Photo-based referring expression data:
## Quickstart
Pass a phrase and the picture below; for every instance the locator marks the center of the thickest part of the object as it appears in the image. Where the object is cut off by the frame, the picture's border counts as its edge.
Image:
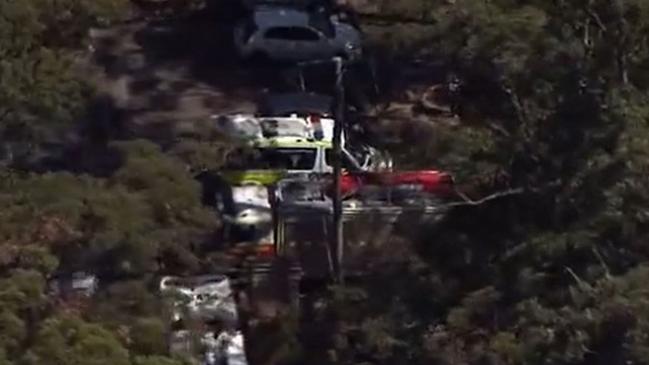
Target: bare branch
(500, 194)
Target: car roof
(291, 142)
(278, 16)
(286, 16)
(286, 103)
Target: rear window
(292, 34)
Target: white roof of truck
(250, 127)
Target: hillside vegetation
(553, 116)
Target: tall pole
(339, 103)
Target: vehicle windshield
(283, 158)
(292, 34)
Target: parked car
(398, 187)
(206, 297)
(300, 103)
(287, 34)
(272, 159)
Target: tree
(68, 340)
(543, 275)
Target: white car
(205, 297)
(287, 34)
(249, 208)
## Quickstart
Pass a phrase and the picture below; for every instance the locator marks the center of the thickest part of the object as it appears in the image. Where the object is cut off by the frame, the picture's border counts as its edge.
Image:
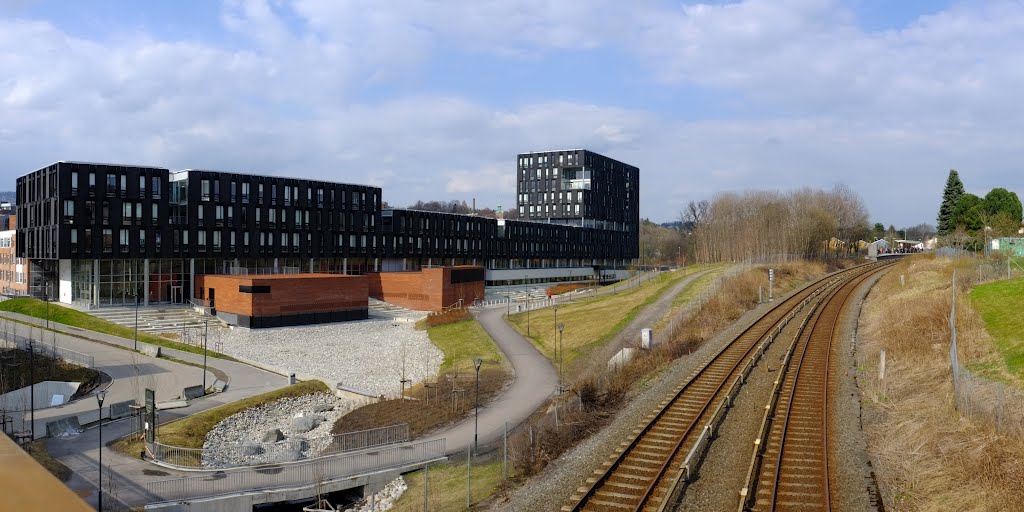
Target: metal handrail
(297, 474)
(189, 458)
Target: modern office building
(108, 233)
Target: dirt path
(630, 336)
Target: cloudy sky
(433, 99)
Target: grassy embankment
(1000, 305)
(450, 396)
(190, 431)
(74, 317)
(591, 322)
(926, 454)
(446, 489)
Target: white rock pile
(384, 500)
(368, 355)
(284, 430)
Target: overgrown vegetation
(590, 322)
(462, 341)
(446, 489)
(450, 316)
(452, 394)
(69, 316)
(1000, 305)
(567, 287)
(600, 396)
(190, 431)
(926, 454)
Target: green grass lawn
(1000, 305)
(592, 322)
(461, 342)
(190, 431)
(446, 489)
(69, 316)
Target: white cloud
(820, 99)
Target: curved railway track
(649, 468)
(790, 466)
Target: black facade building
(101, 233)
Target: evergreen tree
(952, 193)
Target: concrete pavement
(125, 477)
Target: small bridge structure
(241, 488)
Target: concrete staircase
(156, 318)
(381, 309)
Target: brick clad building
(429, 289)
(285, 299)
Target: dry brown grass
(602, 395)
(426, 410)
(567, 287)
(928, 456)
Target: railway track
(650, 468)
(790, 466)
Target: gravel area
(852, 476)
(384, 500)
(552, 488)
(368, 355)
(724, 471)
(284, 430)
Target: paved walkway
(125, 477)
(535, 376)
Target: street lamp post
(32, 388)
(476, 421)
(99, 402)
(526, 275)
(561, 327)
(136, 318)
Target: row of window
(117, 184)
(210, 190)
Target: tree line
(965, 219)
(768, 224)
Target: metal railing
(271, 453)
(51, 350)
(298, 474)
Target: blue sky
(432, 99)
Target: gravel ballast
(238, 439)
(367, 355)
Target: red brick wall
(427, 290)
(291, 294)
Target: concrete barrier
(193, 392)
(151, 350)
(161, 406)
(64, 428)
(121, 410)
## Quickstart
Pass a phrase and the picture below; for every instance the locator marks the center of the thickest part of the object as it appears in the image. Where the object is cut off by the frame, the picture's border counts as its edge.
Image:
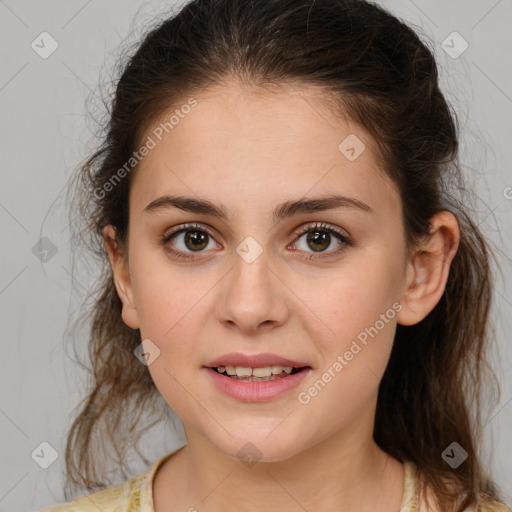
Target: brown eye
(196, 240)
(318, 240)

...

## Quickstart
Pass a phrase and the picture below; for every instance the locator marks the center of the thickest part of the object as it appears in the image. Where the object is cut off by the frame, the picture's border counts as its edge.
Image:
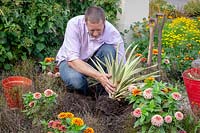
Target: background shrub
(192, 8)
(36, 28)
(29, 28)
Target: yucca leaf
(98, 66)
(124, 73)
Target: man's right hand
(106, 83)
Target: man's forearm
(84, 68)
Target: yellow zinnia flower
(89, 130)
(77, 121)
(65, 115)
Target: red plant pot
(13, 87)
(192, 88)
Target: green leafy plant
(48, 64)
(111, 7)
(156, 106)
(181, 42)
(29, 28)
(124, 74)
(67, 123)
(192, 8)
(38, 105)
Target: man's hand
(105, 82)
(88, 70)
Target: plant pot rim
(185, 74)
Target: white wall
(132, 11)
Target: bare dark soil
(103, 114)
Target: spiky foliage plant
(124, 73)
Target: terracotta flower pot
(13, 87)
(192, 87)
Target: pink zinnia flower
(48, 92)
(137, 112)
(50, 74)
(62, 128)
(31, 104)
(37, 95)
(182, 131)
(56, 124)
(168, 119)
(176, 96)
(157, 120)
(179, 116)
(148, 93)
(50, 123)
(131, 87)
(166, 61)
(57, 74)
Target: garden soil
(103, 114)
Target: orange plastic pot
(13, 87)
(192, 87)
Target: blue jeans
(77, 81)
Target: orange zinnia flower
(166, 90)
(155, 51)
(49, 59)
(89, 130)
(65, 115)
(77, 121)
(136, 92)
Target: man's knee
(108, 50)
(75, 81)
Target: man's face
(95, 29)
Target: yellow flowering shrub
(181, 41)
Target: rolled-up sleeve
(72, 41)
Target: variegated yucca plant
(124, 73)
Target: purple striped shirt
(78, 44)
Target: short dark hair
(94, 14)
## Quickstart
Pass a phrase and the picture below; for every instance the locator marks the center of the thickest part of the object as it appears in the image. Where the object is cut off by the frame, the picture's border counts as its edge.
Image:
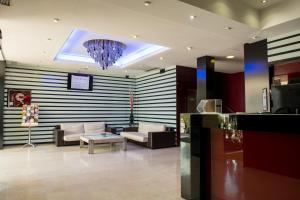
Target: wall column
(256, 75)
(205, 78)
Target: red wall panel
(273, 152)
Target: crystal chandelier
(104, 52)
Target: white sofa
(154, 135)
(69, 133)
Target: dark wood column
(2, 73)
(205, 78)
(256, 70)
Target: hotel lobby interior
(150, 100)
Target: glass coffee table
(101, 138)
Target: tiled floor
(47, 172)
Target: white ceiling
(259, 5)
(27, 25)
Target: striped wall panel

Task directions: Above are some records; extract exactly the lines from the one containing "Target: man's knee" through the one containing "Target: striped wall panel" and drop the pictures.

Response:
Target: man's knee
(108, 50)
(75, 81)
Target: man's face
(95, 29)
Target: yellow flowering shrub
(181, 41)
Target: rolled-up sleeve
(72, 41)
Target: variegated yucca plant
(124, 73)
Target: purple striped shirt
(78, 44)
Target: short dark hair
(94, 14)
## Quickstart
Pass a phrase and the picture below; for every instance the locator marks the center of the thickest part of the object as it appears in the image. Where the object is cut off by the frame, the picture's border counts as its edge.
Image:
Target: wall column
(256, 75)
(205, 78)
Target: red wall panel
(273, 152)
Target: crystal chandelier
(104, 52)
Target: white sofa
(154, 135)
(69, 133)
Target: dark wood column
(2, 73)
(205, 78)
(256, 70)
Target: hotel lobby interior
(150, 100)
Target: glass coffee table
(101, 138)
Target: tiled floor
(47, 172)
Target: white ceiling
(259, 5)
(27, 25)
Target: striped wall panel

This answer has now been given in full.